Please repeat the whole listing verbatim.

### Records for this exercise

···

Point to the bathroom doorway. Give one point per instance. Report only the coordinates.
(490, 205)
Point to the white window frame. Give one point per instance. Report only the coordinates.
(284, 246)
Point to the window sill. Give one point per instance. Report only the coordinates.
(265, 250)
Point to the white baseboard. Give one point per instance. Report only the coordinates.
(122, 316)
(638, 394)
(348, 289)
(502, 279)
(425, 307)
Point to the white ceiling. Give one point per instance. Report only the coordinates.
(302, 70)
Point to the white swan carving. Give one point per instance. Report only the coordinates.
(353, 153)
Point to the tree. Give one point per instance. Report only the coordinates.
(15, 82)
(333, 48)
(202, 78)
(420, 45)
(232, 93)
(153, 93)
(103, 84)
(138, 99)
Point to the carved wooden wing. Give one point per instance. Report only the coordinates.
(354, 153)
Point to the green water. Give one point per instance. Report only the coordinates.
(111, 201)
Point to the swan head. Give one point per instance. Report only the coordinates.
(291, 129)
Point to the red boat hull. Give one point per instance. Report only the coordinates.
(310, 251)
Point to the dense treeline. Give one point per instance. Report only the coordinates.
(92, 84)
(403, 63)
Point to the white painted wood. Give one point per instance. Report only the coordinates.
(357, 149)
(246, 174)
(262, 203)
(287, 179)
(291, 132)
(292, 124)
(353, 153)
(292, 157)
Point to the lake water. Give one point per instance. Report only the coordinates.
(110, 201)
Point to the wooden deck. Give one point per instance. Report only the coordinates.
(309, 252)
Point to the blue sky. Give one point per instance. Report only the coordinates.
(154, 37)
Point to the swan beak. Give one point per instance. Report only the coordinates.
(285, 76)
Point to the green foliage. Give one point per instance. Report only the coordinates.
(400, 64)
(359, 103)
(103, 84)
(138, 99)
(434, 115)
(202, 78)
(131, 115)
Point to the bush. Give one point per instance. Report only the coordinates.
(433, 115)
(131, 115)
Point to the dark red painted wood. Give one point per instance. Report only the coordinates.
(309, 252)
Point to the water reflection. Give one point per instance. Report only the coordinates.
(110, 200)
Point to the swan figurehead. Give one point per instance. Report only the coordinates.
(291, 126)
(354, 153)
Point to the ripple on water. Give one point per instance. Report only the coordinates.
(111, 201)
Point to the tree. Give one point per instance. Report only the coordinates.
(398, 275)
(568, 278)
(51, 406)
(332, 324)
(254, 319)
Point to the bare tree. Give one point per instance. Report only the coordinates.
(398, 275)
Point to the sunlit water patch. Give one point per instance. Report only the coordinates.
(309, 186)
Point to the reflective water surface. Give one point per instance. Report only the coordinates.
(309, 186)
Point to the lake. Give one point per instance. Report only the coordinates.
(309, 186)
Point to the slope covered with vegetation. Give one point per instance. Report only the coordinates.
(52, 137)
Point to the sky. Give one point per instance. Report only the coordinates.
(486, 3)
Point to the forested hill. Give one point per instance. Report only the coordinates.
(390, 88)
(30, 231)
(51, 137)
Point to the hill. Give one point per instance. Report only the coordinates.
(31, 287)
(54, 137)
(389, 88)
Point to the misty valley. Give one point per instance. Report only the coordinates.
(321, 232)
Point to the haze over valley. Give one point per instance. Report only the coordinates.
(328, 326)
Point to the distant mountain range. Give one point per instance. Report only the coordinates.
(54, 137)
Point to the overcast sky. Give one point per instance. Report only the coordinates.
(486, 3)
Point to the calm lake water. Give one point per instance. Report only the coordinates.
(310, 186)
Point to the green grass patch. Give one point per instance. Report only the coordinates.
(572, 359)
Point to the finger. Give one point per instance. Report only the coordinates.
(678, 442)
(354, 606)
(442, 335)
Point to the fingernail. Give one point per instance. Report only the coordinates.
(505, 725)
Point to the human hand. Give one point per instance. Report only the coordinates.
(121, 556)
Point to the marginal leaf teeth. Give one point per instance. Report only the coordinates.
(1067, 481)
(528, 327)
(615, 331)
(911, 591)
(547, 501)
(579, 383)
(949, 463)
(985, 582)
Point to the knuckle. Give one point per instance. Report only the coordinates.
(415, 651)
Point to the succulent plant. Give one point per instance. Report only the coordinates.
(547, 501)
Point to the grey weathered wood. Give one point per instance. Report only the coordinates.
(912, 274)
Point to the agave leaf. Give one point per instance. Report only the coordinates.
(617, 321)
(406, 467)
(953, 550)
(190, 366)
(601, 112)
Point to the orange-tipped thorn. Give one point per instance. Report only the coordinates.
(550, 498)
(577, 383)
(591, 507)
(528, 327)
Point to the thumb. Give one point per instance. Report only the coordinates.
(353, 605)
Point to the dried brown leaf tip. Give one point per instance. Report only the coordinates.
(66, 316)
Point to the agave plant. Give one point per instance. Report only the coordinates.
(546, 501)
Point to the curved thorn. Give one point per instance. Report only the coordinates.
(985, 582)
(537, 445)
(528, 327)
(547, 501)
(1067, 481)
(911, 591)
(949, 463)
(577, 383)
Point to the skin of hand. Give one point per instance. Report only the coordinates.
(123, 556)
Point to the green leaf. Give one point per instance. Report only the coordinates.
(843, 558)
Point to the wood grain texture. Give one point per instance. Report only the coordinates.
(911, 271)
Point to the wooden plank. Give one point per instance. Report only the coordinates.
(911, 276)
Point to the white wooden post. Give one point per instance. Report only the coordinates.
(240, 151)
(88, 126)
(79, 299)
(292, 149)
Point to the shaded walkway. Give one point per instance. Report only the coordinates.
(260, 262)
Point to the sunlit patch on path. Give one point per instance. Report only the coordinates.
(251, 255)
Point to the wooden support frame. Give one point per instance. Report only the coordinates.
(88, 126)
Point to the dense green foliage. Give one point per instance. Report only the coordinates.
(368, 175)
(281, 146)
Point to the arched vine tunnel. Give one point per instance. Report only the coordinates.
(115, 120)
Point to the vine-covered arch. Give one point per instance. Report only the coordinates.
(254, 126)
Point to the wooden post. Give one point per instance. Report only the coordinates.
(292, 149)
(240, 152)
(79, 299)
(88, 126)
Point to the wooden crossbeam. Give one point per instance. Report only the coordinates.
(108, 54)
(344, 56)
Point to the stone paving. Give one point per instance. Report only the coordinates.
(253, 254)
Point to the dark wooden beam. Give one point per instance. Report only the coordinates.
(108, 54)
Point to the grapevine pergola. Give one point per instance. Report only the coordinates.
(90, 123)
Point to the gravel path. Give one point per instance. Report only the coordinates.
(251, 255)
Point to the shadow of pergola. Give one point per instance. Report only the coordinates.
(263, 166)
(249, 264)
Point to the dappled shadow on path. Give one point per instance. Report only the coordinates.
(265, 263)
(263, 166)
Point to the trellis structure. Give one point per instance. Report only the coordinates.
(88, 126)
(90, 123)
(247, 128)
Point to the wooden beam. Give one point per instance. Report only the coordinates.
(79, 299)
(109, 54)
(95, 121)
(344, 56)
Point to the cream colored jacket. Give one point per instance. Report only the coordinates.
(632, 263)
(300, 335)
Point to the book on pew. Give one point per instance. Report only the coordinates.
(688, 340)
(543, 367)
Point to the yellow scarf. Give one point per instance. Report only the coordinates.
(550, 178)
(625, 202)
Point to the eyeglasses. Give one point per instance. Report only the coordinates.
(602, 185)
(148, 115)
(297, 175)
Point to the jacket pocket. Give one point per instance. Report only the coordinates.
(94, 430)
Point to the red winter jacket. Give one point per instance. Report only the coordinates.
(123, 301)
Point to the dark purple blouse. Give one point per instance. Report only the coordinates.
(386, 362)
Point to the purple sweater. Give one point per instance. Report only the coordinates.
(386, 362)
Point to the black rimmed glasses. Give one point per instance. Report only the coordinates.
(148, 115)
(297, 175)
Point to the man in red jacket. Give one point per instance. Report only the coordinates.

···

### Task solution
Point to the bathroom doorway. Give one point per instance. Report only the coordinates.
(490, 205)
Point to the white window frame. Give one point per instance. Report only the coordinates.
(284, 246)
Point to the window sill. Give one point per instance. Report only the coordinates.
(265, 250)
Point to the white baseboard. Give one point per instance. Report only the coordinates.
(122, 316)
(638, 394)
(348, 289)
(502, 279)
(425, 307)
Point to the white ceiling. Give one point per instance. Report only the coordinates.
(302, 70)
Point to the white swan carving. Give one point per instance. Report only the coordinates.
(353, 153)
Point to the tree. Give one point per instance. Report only the coordinates.
(15, 82)
(333, 48)
(202, 78)
(420, 45)
(232, 93)
(153, 93)
(103, 84)
(138, 99)
Point to the carved wooden wing. Give one point per instance. Report only the coordinates.
(354, 153)
Point to the green water. Give one point per instance. Report only the coordinates.
(111, 201)
Point to the swan head. Give one point per instance. Report only the coordinates.
(291, 129)
Point to the red boat hull. Give one point per instance. Report only the coordinates.
(310, 251)
Point to the dense treeline. Give one point per instance. Report only the coordinates.
(92, 84)
(403, 63)
Point to the white painted wood. Give one point per instance. Report only the coordinates.
(357, 149)
(246, 174)
(262, 203)
(287, 179)
(291, 132)
(292, 124)
(353, 153)
(292, 157)
Point to the lake water. Give one point per instance. Report only the coordinates.
(110, 201)
Point to the wooden deck. Give one point per instance. Report only the coordinates.
(309, 252)
Point to the blue sky. Give one point per instance. Report only the coordinates.
(154, 37)
Point to the swan beak. Give one point per instance. Report only the coordinates.
(285, 76)
Point to the green foliage. Give one point per instance. Report only the coordinates.
(400, 64)
(359, 103)
(103, 84)
(138, 99)
(434, 115)
(202, 78)
(131, 115)
Point to the bush. Give one point per instance. Report only the coordinates.
(433, 115)
(131, 115)
Point to the dark red painted wood. Give one point per instance. Report only the coordinates.
(309, 252)
Point to the water reflection. Give one point per instance. Report only the coordinates.
(110, 200)
Point to the swan figurehead. Give one point per instance. Report only the coordinates.
(291, 126)
(354, 153)
Point to the ripple on water. Give one point per instance. Report only the coordinates.
(111, 201)
Point to the tree. Give one point per instance. Report only the coordinates.
(398, 275)
(568, 278)
(51, 406)
(332, 324)
(254, 319)
Point to the bare tree. Give one point per instance. Report only the coordinates.
(398, 275)
Point to the sunlit water patch. Give one point per instance. Report only the coordinates.
(309, 186)
Point to the reflective water surface. Give one point per instance. Report only the coordinates.
(309, 186)
Point to the lake. Give one point per instance. Report only the coordinates.
(309, 186)
Point to the slope covered with vegetation. Give one point per instance. Report only the coordinates.
(52, 137)
Point to the sky. Give one point per instance. Report only the coordinates.
(486, 3)
Point to the forested hill. Give one point per instance. Report only the coordinates.
(390, 88)
(30, 231)
(51, 137)
Point to the hill. Give one point per instance. Report only the coordinates.
(31, 287)
(54, 137)
(389, 88)
Point to the misty valley. Give one point per instance. Report only the coordinates.
(321, 232)
Point to the haze over valley. Give one point per instance. Report only the coordinates.
(328, 326)
Point to the distant mountain range. Give one point per instance. Report only the coordinates.
(54, 137)
Point to the overcast sky. Give one point per instance. Report only the coordinates.
(486, 3)
Point to the calm lake water. Give one point per instance. Report only the coordinates.
(310, 186)
Point to the green grass patch. Give one point per instance. Report only the coordinates.
(572, 359)
Point to the finger. Give one point per instance. Report only the coordinates.
(678, 442)
(354, 606)
(442, 335)
Point to the fingernail. Give one point per instance. Report only the coordinates.
(505, 725)
Point to the human hand. Give one point per instance. Report only the coordinates.
(121, 556)
Point to the marginal leaf teeth. Give one point per instance. Report only the coordinates.
(1067, 481)
(528, 327)
(615, 331)
(911, 591)
(547, 501)
(579, 383)
(949, 463)
(985, 582)
Point to the knuckle. Give one point per instance. Report only the coordinates.
(415, 651)
Point to the succulent plant. Give one point per instance. Report only the coordinates.
(547, 501)
Point to the grey weathered wood. Give one point per instance. Report only the coordinates.
(912, 274)
Point to the agave leaf. Give one point per instance. Report only the coordinates.
(617, 321)
(406, 467)
(953, 550)
(190, 366)
(601, 112)
Point to the orange-tipped thorn. Give one point per instance. Report only the coordinates.
(550, 498)
(577, 383)
(591, 507)
(528, 327)
Point to the thumb. Give one point per instance. Report only the coordinates.
(353, 605)
Point to the dried brown leaf tip. Give one point per instance. Report only the coordinates.
(66, 316)
Point to the agave plant. Give one point per instance. Report only the coordinates.
(546, 501)
Point to the curved thorn. Give one point per instance. Report only the coordinates.
(985, 582)
(537, 445)
(528, 327)
(547, 501)
(1067, 481)
(911, 591)
(949, 463)
(577, 383)
Point to the skin of hand. Give one point per instance. Report only the coordinates.
(123, 556)
Point to the green leaf. Give one point per instance. Report only the coordinates.
(843, 558)
Point to the wood grain texture. Give one point per instance. Report only the coordinates.
(911, 271)
Point to the wooden plank. Give one point per instance. Report only the coordinates.
(911, 276)
Point to the white wooden post. Give one point per instance. Report only the coordinates.
(240, 151)
(88, 126)
(79, 299)
(292, 149)
Point to the shaded walkway. Give one point per instance. Report only the coordinates.
(260, 262)
Point to the sunlit patch on path. Give one point per instance. Report only the coordinates.
(251, 255)
Point to the wooden support frame. Give one point per instance. Report only the coordinates.
(88, 126)
Point to the dense green foliage. Give one point per instance. Report only the coordinates.
(368, 175)
(281, 146)
Point to the arched vine tunnel. Give one point per instance. Report only the coordinates.
(115, 120)
Point to the vine-covered arch. Give one point per instance. Report only the coordinates.
(254, 126)
Point to the wooden post. Give one point per instance. Report only the coordinates.
(292, 149)
(240, 152)
(79, 299)
(88, 126)
Point to the wooden crossbeam. Give one point per instance. Report only the coordinates.
(108, 54)
(344, 56)
Point to the stone paving. Give one point per instance. Report only the coordinates.
(253, 254)
Point to the dark wooden beam. Give one point per instance. Report only the coordinates.
(108, 54)
Point to the grapevine pergola. Give one point per instance. Report only the coordinates.
(90, 123)
Point to the gravel path. Give one point per instance. Report only the coordinates.
(251, 255)
Point to the shadow of pergola. Give one point per instance. Report only the coordinates.
(263, 166)
(249, 264)
Point to the dappled shadow on path. Give one point per instance. Report only the coordinates.
(265, 263)
(263, 166)
Point to the trellis structure. Give one point per instance. Report only the coordinates.
(88, 126)
(90, 123)
(247, 128)
Point to the wooden beam. Give one point per instance. Report only the coordinates.
(79, 299)
(109, 54)
(95, 121)
(344, 56)
Point to the cream colored jacket. Give one point per instance. Report only the coordinates.
(632, 263)
(300, 335)
Point to the book on pew. Give one point per instance. Report only the coordinates.
(688, 340)
(543, 367)
Point to the yellow scarf. Give one point per instance. Report only the coordinates.
(550, 178)
(625, 202)
Point to the eyeglasses. Give one point per instance. Report only the coordinates.
(602, 185)
(148, 115)
(297, 175)
Point to the jacket pocket. Give one point per instance. Report only the coordinates.
(94, 430)
Point to the red winter jacket. Give one point per instance. Report only the coordinates.
(123, 301)
Point to the dark purple blouse. Give one point per instance. Report only the coordinates.
(386, 362)
Point to the purple sweater. Give one point per instance. Report only the coordinates.
(386, 362)
Point to the black rimmed glasses. Give one point per instance. Report only the coordinates.
(148, 115)
(297, 175)
Point to the man in red jacket. Give one point per instance. Report only the coordinates.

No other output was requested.